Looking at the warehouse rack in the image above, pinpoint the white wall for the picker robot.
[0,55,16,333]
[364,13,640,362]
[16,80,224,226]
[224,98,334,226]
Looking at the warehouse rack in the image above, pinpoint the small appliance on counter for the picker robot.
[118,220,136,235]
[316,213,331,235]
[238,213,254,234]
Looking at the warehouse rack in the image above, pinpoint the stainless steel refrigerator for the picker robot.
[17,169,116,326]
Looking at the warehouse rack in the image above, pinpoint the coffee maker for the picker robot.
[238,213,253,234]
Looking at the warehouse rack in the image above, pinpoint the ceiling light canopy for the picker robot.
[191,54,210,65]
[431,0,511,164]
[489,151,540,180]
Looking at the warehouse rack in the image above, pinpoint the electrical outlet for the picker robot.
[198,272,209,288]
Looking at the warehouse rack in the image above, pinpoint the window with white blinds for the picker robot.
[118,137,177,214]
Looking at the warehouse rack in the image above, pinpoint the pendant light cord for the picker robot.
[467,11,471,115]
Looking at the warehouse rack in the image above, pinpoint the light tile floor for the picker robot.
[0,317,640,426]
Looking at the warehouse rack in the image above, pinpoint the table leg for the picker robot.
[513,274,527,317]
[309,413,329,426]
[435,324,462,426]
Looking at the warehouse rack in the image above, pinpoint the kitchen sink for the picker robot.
┄┄┄┄┄┄┄┄┄┄
SET PROBLEM
Update the listing above by changing every "picker robot" to "sorting arm" and leaving everything else as it is.

FINISHED EXERCISE
Looking at the warehouse rack in the image above, pinpoint the white wall for the sorting arm.
[0,55,16,333]
[364,13,640,362]
[16,80,224,226]
[224,98,334,226]
Looking at the warehouse rack in the image above, pinpoint the small appliance on counter for the sorting arm.
[118,220,136,235]
[316,213,331,235]
[238,213,254,234]
Looking at the warehouse rack in the image above, pinpoint the stainless steel refrigerator for the sorting arm.
[17,169,116,326]
Looking at the warehouse rack in the image above, pinpoint the coffee maker for the sorting arm.
[238,213,253,234]
Looking at the warehouse rack in the image above, pinpoint the ceiling light canopy for the sorting arm.
[191,54,210,65]
[431,0,511,164]
[489,151,540,180]
Looking at the warehouse rack in the image above, pinpoint the electrical outlet for the sorting arm.
[198,272,209,288]
Looking at the warehouse rack in the image above, pinpoint the window with white blinds for the sorting arm.
[118,137,177,214]
Looking at the warehouse rack in the image above, pinpoint the pendant light cord for the sorting arm.
[467,11,471,115]
Looking at the warehouse rack in the image above, pinpoint the light tile floor for the sorting arm.
[0,317,640,426]
Looking at the warehouse rack in the image above, pinpoint the table leg for the sorting arm.
[513,274,527,317]
[309,413,329,426]
[435,324,462,426]
Looking at the warehouse rack in the image above, pinpoint the kitchen sink for the sorting arm.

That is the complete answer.